Records excerpted from a collection →
╔══

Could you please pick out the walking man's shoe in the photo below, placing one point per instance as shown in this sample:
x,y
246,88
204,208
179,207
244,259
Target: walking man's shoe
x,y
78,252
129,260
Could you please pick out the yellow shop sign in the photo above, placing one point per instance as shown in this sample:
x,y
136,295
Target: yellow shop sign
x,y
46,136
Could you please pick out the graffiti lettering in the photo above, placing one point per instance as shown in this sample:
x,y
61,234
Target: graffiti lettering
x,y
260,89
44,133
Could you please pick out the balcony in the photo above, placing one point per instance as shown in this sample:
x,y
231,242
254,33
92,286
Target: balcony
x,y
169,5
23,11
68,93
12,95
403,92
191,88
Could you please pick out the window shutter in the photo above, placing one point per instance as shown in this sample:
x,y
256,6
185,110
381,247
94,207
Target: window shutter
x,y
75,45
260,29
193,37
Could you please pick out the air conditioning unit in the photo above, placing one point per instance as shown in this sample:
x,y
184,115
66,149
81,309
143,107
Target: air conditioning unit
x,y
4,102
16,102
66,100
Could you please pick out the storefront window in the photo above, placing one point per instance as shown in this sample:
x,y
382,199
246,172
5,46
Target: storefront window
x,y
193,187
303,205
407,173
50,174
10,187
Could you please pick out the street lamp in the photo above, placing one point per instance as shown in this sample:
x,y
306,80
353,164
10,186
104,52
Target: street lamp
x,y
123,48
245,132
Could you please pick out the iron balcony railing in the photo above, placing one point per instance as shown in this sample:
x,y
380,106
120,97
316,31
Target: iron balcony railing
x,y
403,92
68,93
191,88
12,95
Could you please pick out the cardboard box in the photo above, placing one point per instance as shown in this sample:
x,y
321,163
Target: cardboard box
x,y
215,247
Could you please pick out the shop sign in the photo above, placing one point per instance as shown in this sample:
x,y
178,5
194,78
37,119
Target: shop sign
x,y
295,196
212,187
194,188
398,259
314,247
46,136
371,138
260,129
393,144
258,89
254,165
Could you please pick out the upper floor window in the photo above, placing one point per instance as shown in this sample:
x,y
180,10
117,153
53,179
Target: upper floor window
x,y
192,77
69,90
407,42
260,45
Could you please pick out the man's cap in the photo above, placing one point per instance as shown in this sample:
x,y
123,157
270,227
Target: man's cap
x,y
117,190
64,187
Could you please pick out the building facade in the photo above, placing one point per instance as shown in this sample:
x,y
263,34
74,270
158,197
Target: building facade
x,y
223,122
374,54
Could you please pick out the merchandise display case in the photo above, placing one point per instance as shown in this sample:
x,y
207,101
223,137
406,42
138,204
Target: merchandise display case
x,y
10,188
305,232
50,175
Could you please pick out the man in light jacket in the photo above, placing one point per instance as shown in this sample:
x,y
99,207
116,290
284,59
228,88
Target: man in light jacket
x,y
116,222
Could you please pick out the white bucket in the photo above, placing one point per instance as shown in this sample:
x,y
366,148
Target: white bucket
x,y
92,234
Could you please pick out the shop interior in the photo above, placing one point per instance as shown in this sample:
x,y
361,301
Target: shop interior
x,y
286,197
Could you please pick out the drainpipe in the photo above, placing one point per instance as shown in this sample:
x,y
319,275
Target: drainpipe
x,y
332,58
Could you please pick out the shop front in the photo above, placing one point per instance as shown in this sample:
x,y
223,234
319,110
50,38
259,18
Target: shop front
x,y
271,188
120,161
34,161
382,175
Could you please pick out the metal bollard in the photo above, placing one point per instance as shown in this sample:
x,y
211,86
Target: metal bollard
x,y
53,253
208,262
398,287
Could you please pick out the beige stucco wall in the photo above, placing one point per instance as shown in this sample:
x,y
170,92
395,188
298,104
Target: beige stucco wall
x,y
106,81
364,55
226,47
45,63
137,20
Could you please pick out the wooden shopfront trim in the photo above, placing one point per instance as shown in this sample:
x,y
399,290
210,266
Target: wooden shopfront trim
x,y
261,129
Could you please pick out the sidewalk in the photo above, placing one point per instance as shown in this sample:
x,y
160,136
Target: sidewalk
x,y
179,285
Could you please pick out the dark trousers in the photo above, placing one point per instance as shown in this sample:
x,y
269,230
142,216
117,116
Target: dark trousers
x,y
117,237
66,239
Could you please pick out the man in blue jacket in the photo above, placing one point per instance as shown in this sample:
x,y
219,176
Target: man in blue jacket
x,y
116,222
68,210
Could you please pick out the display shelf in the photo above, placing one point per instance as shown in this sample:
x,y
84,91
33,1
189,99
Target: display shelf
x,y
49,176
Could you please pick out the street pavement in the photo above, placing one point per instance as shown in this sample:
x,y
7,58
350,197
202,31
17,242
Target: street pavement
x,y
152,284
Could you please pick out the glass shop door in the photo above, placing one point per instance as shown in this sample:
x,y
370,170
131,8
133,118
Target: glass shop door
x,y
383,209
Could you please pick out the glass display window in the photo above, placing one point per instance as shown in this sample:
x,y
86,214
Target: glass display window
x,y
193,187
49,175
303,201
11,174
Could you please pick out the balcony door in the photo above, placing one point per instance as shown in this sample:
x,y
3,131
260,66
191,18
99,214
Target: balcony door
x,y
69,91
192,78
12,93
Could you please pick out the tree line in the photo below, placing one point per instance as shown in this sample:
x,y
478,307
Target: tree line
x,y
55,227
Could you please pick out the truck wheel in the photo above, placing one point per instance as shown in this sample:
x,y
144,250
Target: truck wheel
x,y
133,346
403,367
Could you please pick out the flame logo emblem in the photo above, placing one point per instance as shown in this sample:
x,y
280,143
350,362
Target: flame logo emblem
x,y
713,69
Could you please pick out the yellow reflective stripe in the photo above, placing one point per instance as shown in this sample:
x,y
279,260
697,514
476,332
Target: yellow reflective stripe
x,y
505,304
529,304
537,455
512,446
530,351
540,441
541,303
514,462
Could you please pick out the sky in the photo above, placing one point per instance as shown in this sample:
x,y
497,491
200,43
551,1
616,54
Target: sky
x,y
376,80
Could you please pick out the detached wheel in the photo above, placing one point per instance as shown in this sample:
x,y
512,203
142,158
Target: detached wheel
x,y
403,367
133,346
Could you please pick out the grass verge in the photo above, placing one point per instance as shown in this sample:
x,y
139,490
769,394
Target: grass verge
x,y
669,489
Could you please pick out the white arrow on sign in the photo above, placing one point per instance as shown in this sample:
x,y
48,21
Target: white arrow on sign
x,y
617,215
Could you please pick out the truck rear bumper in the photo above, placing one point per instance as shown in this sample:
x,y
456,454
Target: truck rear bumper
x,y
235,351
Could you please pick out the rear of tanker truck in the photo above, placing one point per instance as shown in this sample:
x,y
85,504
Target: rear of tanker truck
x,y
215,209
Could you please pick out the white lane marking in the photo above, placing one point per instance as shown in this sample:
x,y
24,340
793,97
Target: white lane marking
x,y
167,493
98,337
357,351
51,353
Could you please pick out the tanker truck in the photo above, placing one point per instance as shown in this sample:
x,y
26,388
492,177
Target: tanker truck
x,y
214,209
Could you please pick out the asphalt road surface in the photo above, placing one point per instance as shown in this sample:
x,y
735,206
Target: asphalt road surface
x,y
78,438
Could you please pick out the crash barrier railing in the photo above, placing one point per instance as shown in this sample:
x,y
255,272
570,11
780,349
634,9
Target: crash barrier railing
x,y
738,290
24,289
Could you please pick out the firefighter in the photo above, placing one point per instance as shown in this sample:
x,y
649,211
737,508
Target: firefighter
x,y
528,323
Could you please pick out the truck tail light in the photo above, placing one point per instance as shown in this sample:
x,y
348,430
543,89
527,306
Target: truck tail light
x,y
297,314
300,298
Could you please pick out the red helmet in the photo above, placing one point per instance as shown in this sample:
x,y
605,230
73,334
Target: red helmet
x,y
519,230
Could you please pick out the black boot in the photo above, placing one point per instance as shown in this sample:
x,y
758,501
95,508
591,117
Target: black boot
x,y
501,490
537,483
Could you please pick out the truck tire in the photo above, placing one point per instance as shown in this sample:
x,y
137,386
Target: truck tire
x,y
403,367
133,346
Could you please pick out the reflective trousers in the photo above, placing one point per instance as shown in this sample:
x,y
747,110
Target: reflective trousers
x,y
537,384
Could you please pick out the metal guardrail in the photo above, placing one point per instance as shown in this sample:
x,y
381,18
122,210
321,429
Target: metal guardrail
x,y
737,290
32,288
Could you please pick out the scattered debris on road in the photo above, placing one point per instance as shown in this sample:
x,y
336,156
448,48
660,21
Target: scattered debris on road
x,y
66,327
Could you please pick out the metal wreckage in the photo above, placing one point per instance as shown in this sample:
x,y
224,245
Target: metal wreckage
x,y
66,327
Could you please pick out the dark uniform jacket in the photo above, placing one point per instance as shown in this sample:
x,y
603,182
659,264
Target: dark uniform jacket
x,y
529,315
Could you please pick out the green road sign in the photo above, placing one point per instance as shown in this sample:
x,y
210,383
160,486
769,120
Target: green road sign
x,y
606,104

╚══

Stated exercise →
Produce an exact copy of the lines from the one containing "Could you please pick out the scattered" through the last line, and of nothing else.

Full response →
Could you please pick out the scattered debris on road in the photo above, placing one point per instance as shown in this sample:
x,y
336,156
448,48
660,21
Target: scattered debris on road
x,y
66,327
Could you please pick out the metal wreckage in the photo above, placing one point per instance as shown in this sample:
x,y
224,245
Target: metal wreckage
x,y
66,327
Could you please pick out the dark uniform jacket in the photo above, placing one point per instance as shown in this sample:
x,y
603,182
659,264
Target: dark uniform jacket
x,y
529,315
Could you please pick out the green road sign in the photo above, placing one point per instance as shown in this sample:
x,y
210,383
160,486
769,120
Target: green road sign
x,y
606,104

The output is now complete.